Records for labeling and segmentation:
-- BEGIN --
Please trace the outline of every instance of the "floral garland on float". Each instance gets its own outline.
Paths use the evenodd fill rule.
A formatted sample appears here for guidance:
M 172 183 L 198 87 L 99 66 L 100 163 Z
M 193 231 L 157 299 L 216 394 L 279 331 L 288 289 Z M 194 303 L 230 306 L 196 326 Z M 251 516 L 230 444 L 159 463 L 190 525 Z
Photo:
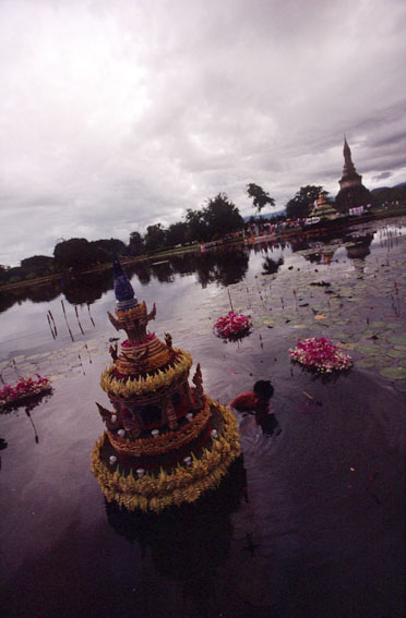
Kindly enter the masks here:
M 295 363 L 319 373 L 342 372 L 349 369 L 354 364 L 351 356 L 345 354 L 338 346 L 325 337 L 298 339 L 296 348 L 289 349 L 289 354 Z
M 111 409 L 97 404 L 106 425 L 92 452 L 92 471 L 108 502 L 159 513 L 194 502 L 216 488 L 240 456 L 237 420 L 203 389 L 200 363 L 146 328 L 155 319 L 139 303 L 120 262 L 114 263 L 116 307 L 108 313 L 128 339 L 112 347 L 100 386 Z
M 52 387 L 48 378 L 36 374 L 36 378 L 20 378 L 10 386 L 5 384 L 0 390 L 0 411 L 25 403 L 27 400 L 38 395 L 51 392 Z
M 222 315 L 213 326 L 217 337 L 223 339 L 239 339 L 250 334 L 252 319 L 250 315 L 229 311 L 227 315 Z

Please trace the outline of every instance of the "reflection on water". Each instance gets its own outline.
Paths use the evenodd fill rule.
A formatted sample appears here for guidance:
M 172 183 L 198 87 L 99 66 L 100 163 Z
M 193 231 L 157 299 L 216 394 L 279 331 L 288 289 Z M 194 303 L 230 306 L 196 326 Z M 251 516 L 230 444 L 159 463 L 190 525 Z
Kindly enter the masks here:
M 74 306 L 59 282 L 53 300 L 0 316 L 2 358 L 19 352 L 22 374 L 55 387 L 35 410 L 0 415 L 2 615 L 403 616 L 406 238 L 391 226 L 128 267 L 139 299 L 156 301 L 157 336 L 171 332 L 201 363 L 205 391 L 227 403 L 271 379 L 282 429 L 268 436 L 236 413 L 244 470 L 234 486 L 163 518 L 105 509 L 91 473 L 116 339 L 110 274 L 92 278 L 91 305 L 85 284 L 67 280 Z M 228 292 L 253 331 L 225 344 L 213 323 Z M 313 336 L 341 341 L 351 371 L 323 380 L 292 365 L 288 349 Z
M 136 543 L 141 556 L 151 554 L 156 571 L 182 586 L 201 616 L 208 616 L 218 568 L 228 559 L 234 526 L 230 516 L 247 499 L 242 457 L 236 460 L 216 492 L 193 505 L 171 508 L 160 516 L 142 514 L 105 502 L 114 530 Z
M 378 230 L 377 230 L 378 228 Z M 216 251 L 184 253 L 174 255 L 164 260 L 147 260 L 129 264 L 126 270 L 129 277 L 136 276 L 135 286 L 148 286 L 153 280 L 159 283 L 174 282 L 177 277 L 194 275 L 200 286 L 205 289 L 211 283 L 227 287 L 242 281 L 247 276 L 252 258 L 256 255 L 264 257 L 262 272 L 274 275 L 286 256 L 302 252 L 304 259 L 310 263 L 329 264 L 335 256 L 335 251 L 346 246 L 349 258 L 362 258 L 369 255 L 372 243 L 379 243 L 387 250 L 397 245 L 406 226 L 402 223 L 383 223 L 380 226 L 369 223 L 347 231 L 330 233 L 320 238 L 298 234 L 288 241 L 259 242 L 254 245 L 235 245 L 217 249 Z M 270 256 L 277 253 L 278 256 Z M 65 274 L 58 281 L 47 284 L 35 284 L 21 290 L 10 290 L 0 293 L 0 312 L 4 312 L 14 304 L 24 301 L 33 303 L 47 303 L 59 296 L 72 305 L 93 304 L 112 289 L 112 274 L 110 270 L 89 272 L 86 275 Z

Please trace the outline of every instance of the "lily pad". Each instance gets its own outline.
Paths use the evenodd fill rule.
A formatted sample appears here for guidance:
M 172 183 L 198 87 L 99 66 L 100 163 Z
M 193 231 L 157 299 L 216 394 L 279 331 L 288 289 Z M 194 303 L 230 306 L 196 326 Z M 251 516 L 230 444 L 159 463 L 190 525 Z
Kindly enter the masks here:
M 387 352 L 387 356 L 391 356 L 391 359 L 406 359 L 406 351 L 405 350 L 390 350 Z
M 356 360 L 356 366 L 359 367 L 360 369 L 369 369 L 371 367 L 374 367 L 377 365 L 377 361 L 375 359 L 359 359 Z
M 402 344 L 406 344 L 406 336 L 405 335 L 392 335 L 391 337 L 387 337 L 387 341 L 390 343 L 402 343 Z
M 406 392 L 406 379 L 405 380 L 398 380 L 396 383 L 396 389 L 401 390 L 401 392 Z
M 381 376 L 390 379 L 406 379 L 405 367 L 383 367 L 380 371 Z

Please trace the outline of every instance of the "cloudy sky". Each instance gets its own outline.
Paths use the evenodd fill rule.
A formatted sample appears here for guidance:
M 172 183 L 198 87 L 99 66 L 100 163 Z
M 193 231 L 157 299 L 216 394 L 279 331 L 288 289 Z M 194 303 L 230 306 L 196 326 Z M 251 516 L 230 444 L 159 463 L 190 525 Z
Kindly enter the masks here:
M 0 0 L 0 264 L 406 181 L 405 0 Z

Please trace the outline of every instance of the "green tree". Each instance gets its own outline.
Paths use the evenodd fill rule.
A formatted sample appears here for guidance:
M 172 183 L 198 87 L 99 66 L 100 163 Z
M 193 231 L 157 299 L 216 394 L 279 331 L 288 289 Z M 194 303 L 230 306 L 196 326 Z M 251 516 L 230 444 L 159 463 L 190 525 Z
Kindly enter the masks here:
M 313 208 L 314 201 L 319 197 L 320 193 L 324 195 L 327 202 L 331 202 L 327 197 L 329 191 L 324 191 L 322 186 L 315 186 L 313 184 L 301 186 L 295 197 L 289 199 L 286 204 L 286 216 L 289 219 L 308 217 Z
M 186 214 L 186 223 L 188 226 L 188 241 L 207 241 L 208 230 L 204 219 L 204 210 L 192 210 L 188 208 Z
M 101 253 L 99 254 L 99 262 L 111 262 L 114 253 L 117 253 L 117 255 L 123 255 L 127 252 L 126 243 L 118 239 L 100 239 L 92 241 L 91 245 L 93 249 L 99 249 L 104 252 L 104 257 Z
M 106 252 L 86 239 L 70 239 L 55 246 L 53 257 L 60 268 L 84 268 L 97 262 L 105 262 Z
M 162 223 L 148 226 L 144 237 L 145 250 L 147 252 L 159 251 L 165 249 L 166 231 Z
M 208 238 L 224 237 L 243 227 L 243 219 L 235 204 L 229 202 L 225 193 L 208 199 L 203 209 L 203 219 L 207 226 Z
M 178 221 L 169 226 L 166 232 L 166 245 L 176 246 L 177 244 L 184 244 L 188 240 L 188 223 L 186 221 Z
M 270 194 L 253 182 L 247 185 L 247 193 L 249 197 L 252 197 L 252 206 L 256 208 L 258 214 L 261 213 L 262 208 L 268 204 L 270 206 L 275 206 L 275 199 L 270 196 Z
M 53 269 L 53 257 L 47 255 L 33 255 L 21 260 L 21 267 L 28 274 L 37 277 L 49 275 Z
M 142 253 L 144 253 L 144 239 L 140 232 L 131 232 L 129 242 L 130 255 L 142 255 Z

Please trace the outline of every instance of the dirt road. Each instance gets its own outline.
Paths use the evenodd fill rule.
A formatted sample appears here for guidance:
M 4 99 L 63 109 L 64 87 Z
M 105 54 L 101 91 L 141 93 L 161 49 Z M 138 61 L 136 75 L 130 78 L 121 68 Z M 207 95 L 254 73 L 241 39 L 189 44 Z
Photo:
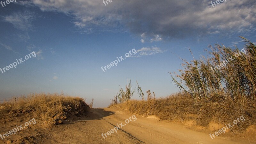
-- END --
# [Task]
Print every line of the records above verbatim, but leave out the pictures.

# [Full response]
Please trace the outline of every instance of the "floral garland on float". Each instance gets its own outline.
Paths use the evenodd fill rule.
A formatted sample appears here for guidance:
M 172 183 L 198 87 L 99 66 L 100 163 Z
M 193 231 L 157 299 L 216 394 L 279 331 L 288 289 Z M 194 303 L 230 306 L 196 326 Z M 251 516 L 230 444 L 159 463 L 190 525 Z
Photo:
Kindly enter the masks here:
M 295 363 L 319 373 L 342 372 L 349 369 L 354 364 L 351 356 L 345 354 L 338 346 L 325 337 L 298 339 L 296 348 L 289 349 L 289 354 Z
M 111 409 L 97 404 L 106 425 L 92 452 L 92 471 L 108 502 L 159 513 L 194 502 L 216 488 L 240 456 L 237 420 L 203 389 L 200 363 L 146 328 L 155 319 L 139 303 L 120 262 L 114 263 L 116 307 L 108 313 L 128 339 L 112 347 L 100 386 Z
M 52 387 L 48 378 L 36 374 L 36 378 L 20 378 L 10 386 L 5 384 L 0 390 L 0 411 L 25 403 L 27 400 L 38 395 L 51 392 Z
M 222 315 L 213 326 L 217 337 L 223 339 L 239 339 L 250 334 L 252 319 L 250 315 L 229 311 L 227 315 Z

Please trace the outline of every instance of the "reflection on water". Each instance gets its own outline.
Paths use the evenodd fill rule.
A formatted sample appears here for guidance:
M 172 183 L 198 87 L 99 66 L 100 163 Z
M 193 231 L 157 299 L 216 394 L 279 331 L 288 289 Z M 194 303 L 230 306 L 196 326 Z M 251 516 L 230 444 L 159 463 L 190 525 Z
Kindly enter the masks here:
M 74 306 L 59 282 L 53 300 L 0 316 L 2 358 L 19 352 L 22 374 L 55 387 L 35 410 L 0 415 L 2 615 L 403 616 L 406 238 L 391 226 L 128 267 L 139 299 L 156 301 L 157 336 L 171 332 L 201 363 L 205 391 L 227 403 L 271 379 L 282 429 L 268 436 L 236 413 L 244 470 L 234 486 L 163 518 L 105 509 L 91 473 L 116 339 L 110 274 L 92 278 L 91 305 L 85 284 L 67 280 Z M 228 292 L 253 331 L 225 344 L 213 323 Z M 313 336 L 341 341 L 351 371 L 323 380 L 292 365 L 288 349 Z
M 136 543 L 141 556 L 151 554 L 156 571 L 182 586 L 201 616 L 208 616 L 218 568 L 228 559 L 234 526 L 230 516 L 247 499 L 242 457 L 236 460 L 216 492 L 193 505 L 171 508 L 160 516 L 142 514 L 105 502 L 114 530 Z
M 378 230 L 377 230 L 378 228 Z M 216 251 L 184 253 L 174 255 L 164 260 L 147 260 L 129 264 L 126 270 L 129 277 L 136 276 L 135 286 L 148 286 L 153 280 L 159 283 L 174 282 L 177 277 L 194 275 L 200 286 L 205 289 L 211 283 L 227 287 L 242 281 L 247 276 L 252 258 L 256 255 L 264 257 L 262 272 L 274 275 L 286 256 L 302 252 L 304 259 L 310 263 L 329 264 L 335 256 L 335 251 L 346 246 L 349 258 L 362 258 L 369 255 L 372 243 L 379 243 L 387 250 L 397 245 L 406 226 L 402 223 L 383 223 L 380 226 L 369 223 L 347 231 L 330 233 L 320 238 L 298 234 L 288 241 L 259 242 L 254 245 L 235 245 L 217 249 Z M 270 256 L 277 253 L 278 256 Z M 65 274 L 58 281 L 47 284 L 35 284 L 21 290 L 10 290 L 0 293 L 0 312 L 4 312 L 14 304 L 24 301 L 33 303 L 47 303 L 59 296 L 72 305 L 93 304 L 112 289 L 112 274 L 110 270 L 89 272 L 86 275 Z

Please trace the outline of every instance of the "lily pad". Each instance gets its own outline.
Paths use the evenodd fill rule.
A formatted sample appears here for guidance:
M 172 183 L 198 87 L 99 66 L 100 163 Z
M 193 231 L 157 299 L 216 394 L 279 331 L 288 289 Z M 194 303 L 230 306 L 196 326 Z M 251 516 L 230 444 L 159 463 L 190 525 Z
Kindly enter the masks here:
M 387 352 L 387 356 L 391 356 L 391 359 L 406 359 L 406 351 L 405 350 L 390 350 Z
M 356 360 L 356 366 L 359 367 L 360 369 L 369 369 L 371 367 L 374 367 L 377 365 L 377 361 L 375 359 L 359 359 Z
M 402 344 L 406 344 L 406 336 L 405 335 L 392 335 L 391 337 L 387 337 L 387 341 L 390 343 L 402 343 Z
M 406 392 L 406 379 L 405 380 L 398 380 L 396 383 L 396 389 L 401 390 L 401 392 Z
M 381 376 L 390 379 L 406 379 L 405 367 L 383 367 L 380 371 Z

Please trace the outline of every instance of the "cloudy sky". Each instance gets its own outline.
Paths use the evenodd fill rule.
A formatted sample appears here for guidance:
M 172 183 L 198 87 L 99 66 L 100 163 Z
M 193 231 L 157 299 L 216 394 L 279 331 L 288 289 Z M 194 303 L 230 306 L 196 326 Z M 251 516 L 230 444 L 159 463 L 190 525 Z
Kindly enter the masks here:
M 0 0 L 0 264 L 406 181 L 405 0 Z

Please trace the outline of every instance of the "green tree". Each instance gets its own outline.
Paths use the evenodd fill rule.
A formatted sample appears here for guidance:
M 172 183 L 198 87 L 99 66 L 100 163 Z
M 193 231 L 157 299 L 216 394 L 279 331 L 288 289 Z M 194 303 L 230 306 L 196 326 Z M 251 516 L 230 444 L 159 463 L 190 525 Z
Kindly enter the masks here:
M 313 208 L 314 201 L 319 197 L 320 193 L 324 195 L 327 202 L 331 202 L 327 197 L 329 191 L 324 191 L 322 186 L 315 186 L 313 184 L 301 186 L 295 197 L 289 199 L 286 204 L 286 216 L 289 219 L 308 217 Z
M 186 214 L 186 223 L 188 226 L 188 241 L 207 241 L 208 230 L 204 219 L 204 210 L 192 210 L 188 208 Z
M 101 253 L 99 254 L 99 262 L 111 262 L 114 253 L 117 253 L 117 255 L 123 255 L 127 252 L 126 243 L 118 239 L 100 239 L 92 241 L 91 245 L 93 249 L 99 249 L 104 252 L 104 257 Z
M 106 252 L 86 239 L 70 239 L 55 246 L 53 257 L 60 268 L 84 268 L 97 262 L 105 262 Z
M 162 223 L 148 226 L 144 237 L 145 250 L 147 252 L 159 251 L 165 249 L 166 231 Z
M 208 238 L 224 237 L 243 227 L 243 219 L 235 204 L 229 202 L 225 193 L 208 199 L 203 209 L 203 219 L 207 226 Z
M 178 221 L 169 226 L 166 232 L 166 245 L 176 246 L 177 244 L 184 244 L 188 240 L 188 223 L 186 221 Z
M 270 194 L 253 182 L 247 185 L 247 193 L 249 197 L 252 197 L 252 206 L 256 208 L 258 214 L 261 213 L 262 208 L 268 204 L 270 206 L 275 206 L 275 199 L 270 196 Z
M 53 269 L 53 257 L 47 255 L 33 255 L 21 260 L 21 267 L 28 274 L 37 277 L 49 275 Z
M 142 253 L 144 253 L 144 239 L 140 232 L 131 232 L 129 242 L 130 255 L 142 255 Z

Please trace the outline of every instance of the dirt road. Each instance gets its own outline.
Paths use the evenodd fill rule.
A formatted sample appears here for guidance:
M 4 99 L 63 109 L 64 87 Z
M 105 54 L 101 91 L 141 93 L 161 49 Z M 138 61 L 136 75 L 130 78 L 121 68 Z M 207 95 L 254 73 L 241 39 L 189 44 Z
Photo:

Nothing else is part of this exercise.